[A run of records]
━━━
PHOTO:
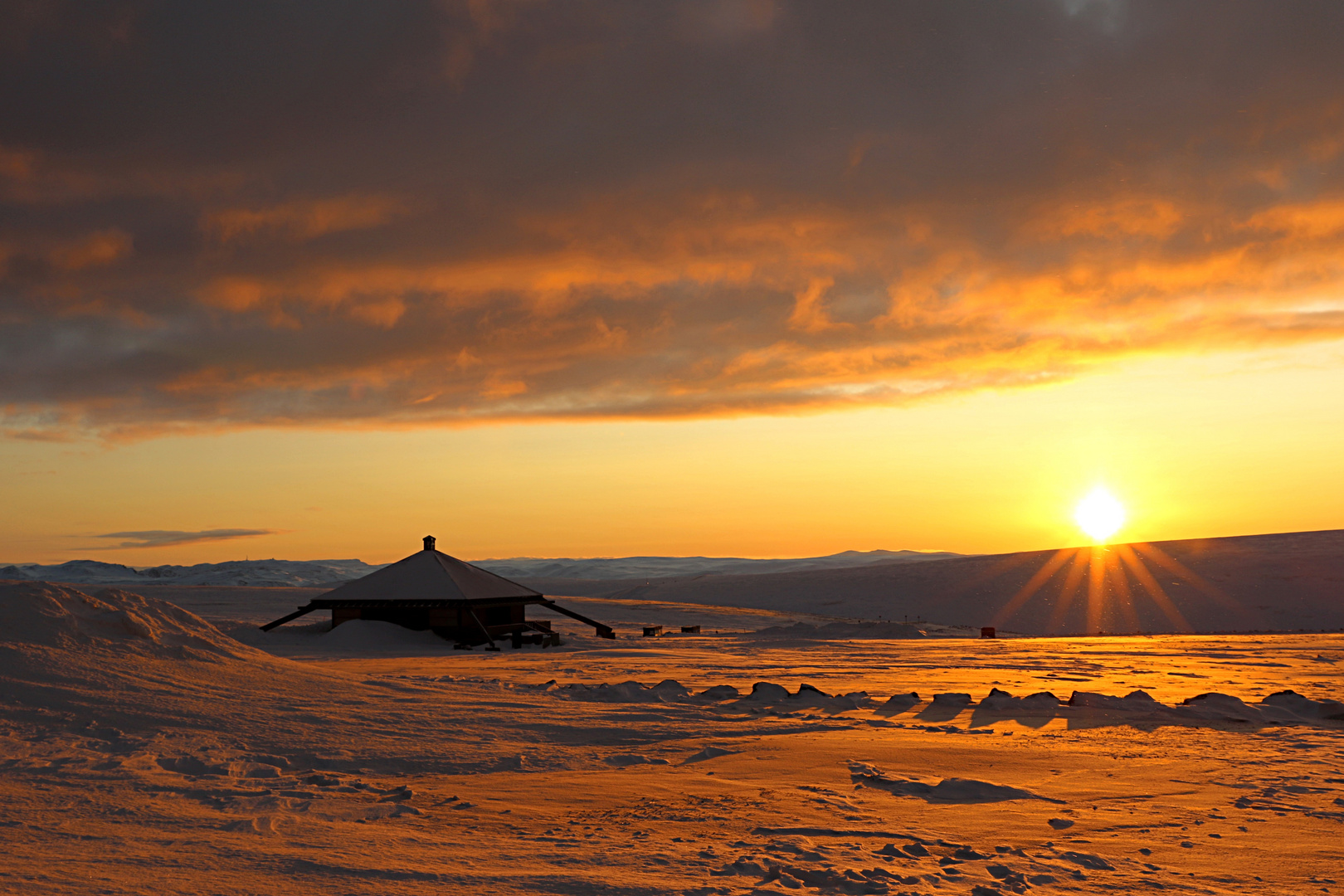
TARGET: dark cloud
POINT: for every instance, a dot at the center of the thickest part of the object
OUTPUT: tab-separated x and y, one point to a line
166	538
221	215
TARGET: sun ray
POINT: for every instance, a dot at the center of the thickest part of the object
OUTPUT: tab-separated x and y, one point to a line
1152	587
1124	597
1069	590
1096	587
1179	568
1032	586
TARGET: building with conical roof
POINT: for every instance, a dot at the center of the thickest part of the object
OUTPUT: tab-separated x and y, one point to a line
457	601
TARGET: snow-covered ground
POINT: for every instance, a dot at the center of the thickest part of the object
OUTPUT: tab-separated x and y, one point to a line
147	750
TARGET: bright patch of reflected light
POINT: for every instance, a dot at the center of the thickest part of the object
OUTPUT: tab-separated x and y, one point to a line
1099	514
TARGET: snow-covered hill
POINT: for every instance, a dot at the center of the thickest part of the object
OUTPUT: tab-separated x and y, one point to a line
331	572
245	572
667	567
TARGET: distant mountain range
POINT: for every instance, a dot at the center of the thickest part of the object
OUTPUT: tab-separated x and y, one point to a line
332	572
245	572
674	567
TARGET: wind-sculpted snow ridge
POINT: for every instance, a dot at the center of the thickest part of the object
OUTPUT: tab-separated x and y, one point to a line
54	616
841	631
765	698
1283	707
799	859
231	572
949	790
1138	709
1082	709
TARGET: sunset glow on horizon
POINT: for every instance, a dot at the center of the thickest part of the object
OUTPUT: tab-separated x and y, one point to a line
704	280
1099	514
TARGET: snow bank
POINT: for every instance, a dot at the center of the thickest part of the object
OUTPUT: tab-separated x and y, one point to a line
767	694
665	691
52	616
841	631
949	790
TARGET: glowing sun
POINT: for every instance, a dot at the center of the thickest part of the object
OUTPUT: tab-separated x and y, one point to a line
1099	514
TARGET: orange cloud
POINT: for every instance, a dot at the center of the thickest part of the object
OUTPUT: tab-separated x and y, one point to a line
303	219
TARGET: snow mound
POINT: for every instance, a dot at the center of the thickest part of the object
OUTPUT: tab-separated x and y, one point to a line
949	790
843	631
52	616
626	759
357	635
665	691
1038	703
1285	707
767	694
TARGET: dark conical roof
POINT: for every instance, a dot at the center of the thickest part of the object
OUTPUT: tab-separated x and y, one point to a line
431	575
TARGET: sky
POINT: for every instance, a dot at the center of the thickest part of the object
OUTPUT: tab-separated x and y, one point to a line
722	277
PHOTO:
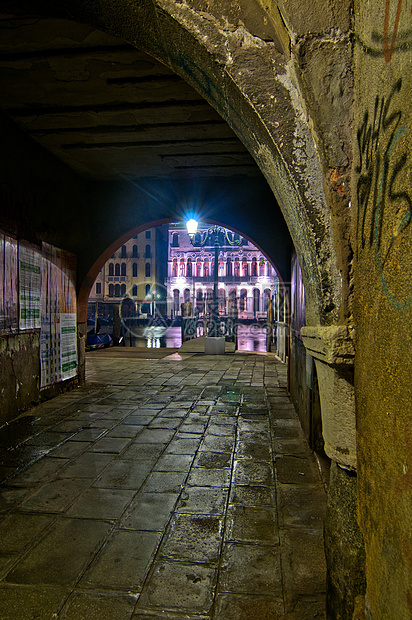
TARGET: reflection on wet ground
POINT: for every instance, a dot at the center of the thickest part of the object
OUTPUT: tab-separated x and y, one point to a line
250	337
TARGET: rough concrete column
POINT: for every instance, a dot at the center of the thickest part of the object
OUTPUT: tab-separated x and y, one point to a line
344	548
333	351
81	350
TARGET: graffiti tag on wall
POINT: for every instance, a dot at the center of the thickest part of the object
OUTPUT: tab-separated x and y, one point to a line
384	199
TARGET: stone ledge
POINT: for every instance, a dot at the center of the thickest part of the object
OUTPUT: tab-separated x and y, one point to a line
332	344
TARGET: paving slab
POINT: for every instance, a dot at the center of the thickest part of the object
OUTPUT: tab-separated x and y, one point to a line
━━━
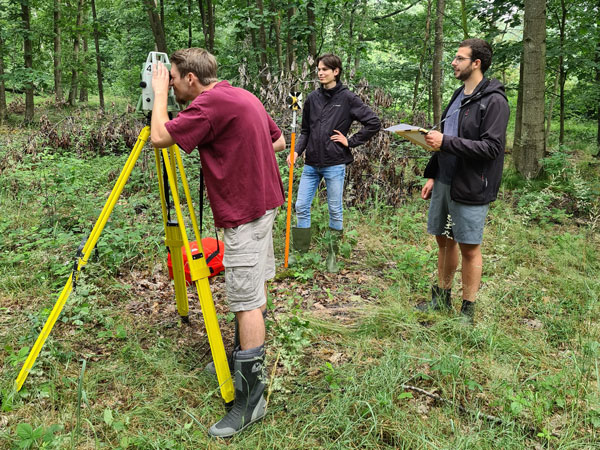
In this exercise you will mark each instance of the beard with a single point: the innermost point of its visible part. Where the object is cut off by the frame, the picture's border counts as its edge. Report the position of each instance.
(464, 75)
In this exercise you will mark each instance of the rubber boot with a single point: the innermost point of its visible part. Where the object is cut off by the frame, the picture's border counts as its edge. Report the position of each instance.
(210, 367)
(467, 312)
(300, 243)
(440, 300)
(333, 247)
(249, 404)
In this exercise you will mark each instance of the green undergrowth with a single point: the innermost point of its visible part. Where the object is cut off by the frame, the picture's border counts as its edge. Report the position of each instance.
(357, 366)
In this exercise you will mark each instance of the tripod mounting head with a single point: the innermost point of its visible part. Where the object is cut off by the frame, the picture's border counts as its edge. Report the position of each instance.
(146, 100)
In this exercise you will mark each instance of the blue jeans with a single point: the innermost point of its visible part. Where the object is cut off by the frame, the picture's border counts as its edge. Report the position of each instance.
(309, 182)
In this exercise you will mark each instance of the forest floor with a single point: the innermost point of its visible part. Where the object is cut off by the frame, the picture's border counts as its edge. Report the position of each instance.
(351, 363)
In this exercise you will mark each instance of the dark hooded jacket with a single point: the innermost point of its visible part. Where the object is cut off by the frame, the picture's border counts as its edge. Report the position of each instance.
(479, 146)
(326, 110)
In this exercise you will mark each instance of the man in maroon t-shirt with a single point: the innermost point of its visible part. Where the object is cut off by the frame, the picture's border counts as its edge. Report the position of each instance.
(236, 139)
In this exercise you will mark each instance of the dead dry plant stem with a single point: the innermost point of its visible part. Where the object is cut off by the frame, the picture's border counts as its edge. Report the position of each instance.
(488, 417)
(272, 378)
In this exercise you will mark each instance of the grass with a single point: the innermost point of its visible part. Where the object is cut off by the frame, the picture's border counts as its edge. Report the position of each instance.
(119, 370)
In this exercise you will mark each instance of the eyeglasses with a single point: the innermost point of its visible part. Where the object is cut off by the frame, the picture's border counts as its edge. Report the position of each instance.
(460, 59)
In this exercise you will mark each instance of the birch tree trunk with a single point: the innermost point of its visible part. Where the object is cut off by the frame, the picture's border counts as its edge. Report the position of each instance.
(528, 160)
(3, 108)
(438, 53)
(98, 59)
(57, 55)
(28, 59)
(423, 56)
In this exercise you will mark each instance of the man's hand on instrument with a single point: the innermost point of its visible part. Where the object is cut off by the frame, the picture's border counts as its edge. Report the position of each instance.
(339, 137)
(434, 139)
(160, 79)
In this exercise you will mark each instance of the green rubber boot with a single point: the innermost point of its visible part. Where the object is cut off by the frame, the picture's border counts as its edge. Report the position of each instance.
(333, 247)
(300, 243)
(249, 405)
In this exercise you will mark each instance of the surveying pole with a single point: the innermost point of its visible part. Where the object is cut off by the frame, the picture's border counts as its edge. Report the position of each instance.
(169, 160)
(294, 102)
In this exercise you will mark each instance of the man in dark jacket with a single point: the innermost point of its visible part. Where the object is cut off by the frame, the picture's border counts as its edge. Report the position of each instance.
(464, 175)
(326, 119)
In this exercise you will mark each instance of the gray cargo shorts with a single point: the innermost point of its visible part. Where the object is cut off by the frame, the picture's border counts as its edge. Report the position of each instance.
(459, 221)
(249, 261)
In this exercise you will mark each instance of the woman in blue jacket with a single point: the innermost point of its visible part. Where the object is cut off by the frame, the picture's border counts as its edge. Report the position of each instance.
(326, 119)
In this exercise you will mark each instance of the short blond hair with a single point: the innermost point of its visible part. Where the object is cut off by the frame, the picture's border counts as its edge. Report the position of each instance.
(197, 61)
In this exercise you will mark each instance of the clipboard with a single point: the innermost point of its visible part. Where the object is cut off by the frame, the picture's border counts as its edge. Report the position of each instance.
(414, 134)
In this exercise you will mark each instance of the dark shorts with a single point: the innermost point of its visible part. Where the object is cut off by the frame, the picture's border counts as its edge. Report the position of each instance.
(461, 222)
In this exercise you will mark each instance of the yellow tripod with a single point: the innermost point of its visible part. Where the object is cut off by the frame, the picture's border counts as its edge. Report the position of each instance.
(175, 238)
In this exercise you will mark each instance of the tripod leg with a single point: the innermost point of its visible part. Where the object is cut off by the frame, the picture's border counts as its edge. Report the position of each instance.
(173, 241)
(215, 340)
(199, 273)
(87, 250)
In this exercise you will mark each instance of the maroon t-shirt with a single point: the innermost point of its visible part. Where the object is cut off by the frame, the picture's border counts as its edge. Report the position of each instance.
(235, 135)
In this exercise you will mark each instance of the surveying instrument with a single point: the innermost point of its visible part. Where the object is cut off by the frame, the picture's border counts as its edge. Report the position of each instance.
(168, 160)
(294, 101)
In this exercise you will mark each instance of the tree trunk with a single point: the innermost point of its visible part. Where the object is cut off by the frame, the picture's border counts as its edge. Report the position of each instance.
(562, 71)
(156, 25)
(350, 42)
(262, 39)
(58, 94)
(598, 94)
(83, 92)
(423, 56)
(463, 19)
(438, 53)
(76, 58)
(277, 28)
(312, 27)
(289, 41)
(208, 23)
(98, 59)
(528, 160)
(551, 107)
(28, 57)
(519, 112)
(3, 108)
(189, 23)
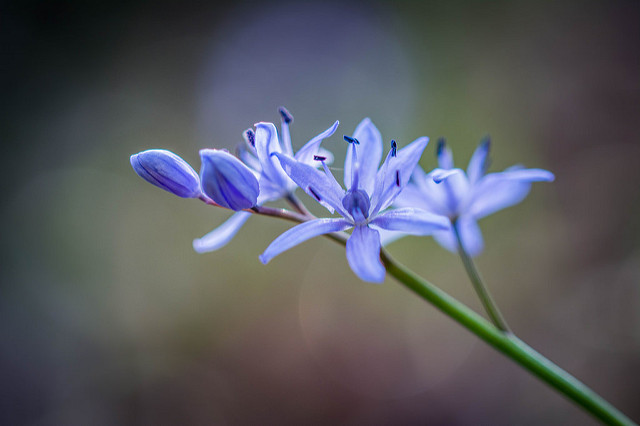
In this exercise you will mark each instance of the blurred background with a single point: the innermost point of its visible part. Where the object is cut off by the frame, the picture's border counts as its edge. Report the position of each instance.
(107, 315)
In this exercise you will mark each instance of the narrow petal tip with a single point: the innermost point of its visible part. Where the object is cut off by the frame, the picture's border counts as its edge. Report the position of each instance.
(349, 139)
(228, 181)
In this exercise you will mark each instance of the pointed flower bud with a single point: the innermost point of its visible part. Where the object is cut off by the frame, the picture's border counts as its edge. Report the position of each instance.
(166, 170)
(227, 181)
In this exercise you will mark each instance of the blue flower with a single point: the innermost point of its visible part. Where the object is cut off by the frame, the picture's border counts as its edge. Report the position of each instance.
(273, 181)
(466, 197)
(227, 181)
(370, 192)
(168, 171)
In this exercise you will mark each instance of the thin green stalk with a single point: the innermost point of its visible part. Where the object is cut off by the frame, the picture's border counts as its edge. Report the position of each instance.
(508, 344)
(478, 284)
━━━
▸ **Your task**
Pull out every line in the entries above that contains the string "rubber", and treat uppercase and lowercase as distinct.

▸ **Answer to the exercise**
In this exercise you will mark each instance of the rubber boot with a single point: the innermost point of its visible part. Where the object is cut off by the frame, the picture's border counts as its edge. Report the position of each instance.
In this exercise you will mark each instance of the green rubber boot with a single point: the innermost point of its visible part. Where the object is cut off by the frame, the picture's border counts as its edge. Report the position of each instance.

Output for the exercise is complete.